▸ **DIRECTIVE 1**
Reproduce the passage of the error-handling thread below, starting with "They had a good idea with their" and going on through "exceptions, and longjmp.".

▸ **TEXT**
= = =

Personally, I'd prefer this thread returning to the topic of the OP.

I second this very strongly.

I second this very strongly.

I agree; it would be better

I agree; it would be better if people didn't insert random, apparently misinformed tangents into their posts. I'll only add that it's important to bear in mind economic motives when criticising companies' technical decisions. Ivory tower criticism doesn't help anyone.

They had a good idea with

They had a good idea with their implementation of interfaces (structural typing of sorts), but IMO they crippled it because you can't implement post-hoc interface extensions ala type classes: methods can only be defined internal to the module, and only methods are lifted to interfaces.

Suggested alternatives?

> It is ironic that their motivation is to tame and restrict the use of exceptions, and then they replace them by something even richer and much less structured.

Andreas, you make an excellent point. In your opinion what are some viable alternatives to exception handling for error handling? I ask because, I wonder if in my own language design I should be rethinking my default position of using exceptions. To be honest I am ignorant of any mechanism other than error codes, exceptions, and longjmp.

[EDIT: I should have added to the list asynchronous message passing].

No suggestion

I don't have any other suggestion to offer. From what I can see, exceptions in some variation are still the least terrible option. Sure, they can be misused, but I don't see how this particular proposal avoids that.

Error Handling Patterns

This is a quick list of error handling mechanisms:

Error Codes
One of the return values is the error. Use when the goal is to cover-your-ass by ensuring that error handling is possible, even though you know any error handling or recovery would clutter the happy-path and thus ensure programmers are reluctant to admit to their existence at all.

Product Types (i.e. (Result,Error) pairs)
Error codes, reformulated for language with efficient tuples. Same issues apply.

Ambient Error Value (Errno)
Error information is stored in some ambient space, such as a global variable, thread-local storage, or dynamic scope. This allows you to simplify the interface for the happy-path, and thus make it even easier than error codes for developers using your API to completely ignore error handling.

Null Object or Error Object
For OO. Constructors for common classes of 'error' are recognized in a superclass. I.e. "IDivByZero" might be a subclass of "Integer" returned after a division by zero. These objects report reasonably sane values and have sane behaviors for most queries and operations, to avoid crashes. The error can be recognized by extra interfaces of Integer that indicate whether the object is truly an error or not (and perhaps provide an enumeration for which class of error). Use this Error Object pattern if your goal is to ensure that an error in one part of the program will lurk around like a submarine, waiting for the opportunity to sink some other part of the program before vanishing, without a trace, into the bloody waters.

= = =

▸ **DATA FOR THIS EXERCISE**
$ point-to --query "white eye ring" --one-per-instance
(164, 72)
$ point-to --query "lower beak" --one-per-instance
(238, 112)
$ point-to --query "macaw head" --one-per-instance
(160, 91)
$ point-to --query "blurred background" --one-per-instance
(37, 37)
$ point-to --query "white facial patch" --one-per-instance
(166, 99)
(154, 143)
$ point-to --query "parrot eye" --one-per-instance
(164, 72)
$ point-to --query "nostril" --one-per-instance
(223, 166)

= = =

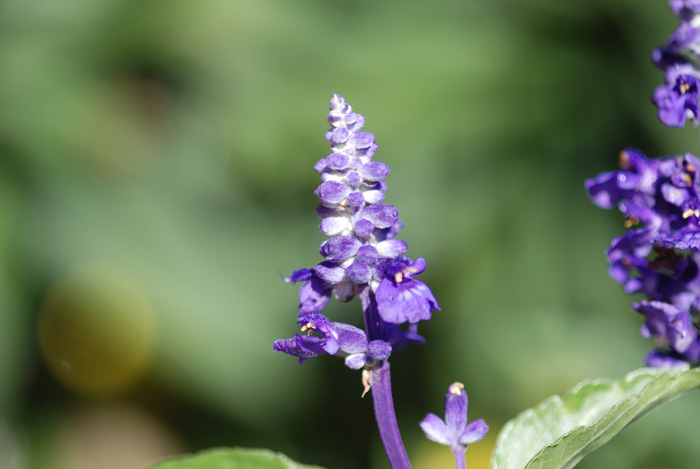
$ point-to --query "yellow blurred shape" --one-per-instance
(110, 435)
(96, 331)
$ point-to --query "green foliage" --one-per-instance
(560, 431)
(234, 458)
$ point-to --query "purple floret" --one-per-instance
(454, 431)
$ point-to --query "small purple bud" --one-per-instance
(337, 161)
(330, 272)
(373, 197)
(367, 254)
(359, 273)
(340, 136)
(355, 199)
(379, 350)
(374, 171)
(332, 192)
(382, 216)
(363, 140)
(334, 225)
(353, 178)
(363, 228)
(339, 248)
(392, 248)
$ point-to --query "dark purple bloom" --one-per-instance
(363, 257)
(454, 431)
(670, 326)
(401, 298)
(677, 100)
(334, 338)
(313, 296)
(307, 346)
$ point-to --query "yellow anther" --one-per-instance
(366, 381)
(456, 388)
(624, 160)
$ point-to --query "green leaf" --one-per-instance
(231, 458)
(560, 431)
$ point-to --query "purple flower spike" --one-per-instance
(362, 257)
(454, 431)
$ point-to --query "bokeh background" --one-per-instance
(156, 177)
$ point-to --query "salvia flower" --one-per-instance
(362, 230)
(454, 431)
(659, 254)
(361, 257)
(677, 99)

= = =

▸ **DIRECTIVE 2**
Count the lines in the records above that contain the string "white". Reply with the number alone.

▸ **FULL ANSWER 1**
They had a good idea with their implementation of interfaces (structural typing of sorts), but IMO they crippled it because you can't implement post-hoc interface extensions ala type classes: methods can only be defined internal to the module, and only methods are lifted to interfaces.

Suggested alternatives?

> It is ironic that their motivation is to tame and restrict the use of exceptions, and then they replace them by something even richer and much less structured.

Andreas, you make an excellent point. In your opinion what are some viable alternatives to exception handling for error handling? I ask because, I wonder if in my own language design I should be rethinking my default position of using exceptions. To be honest I am ignorant of any mechanism other than error codes, exceptions, and longjmp.

▸ **FULL ANSWER 2**
2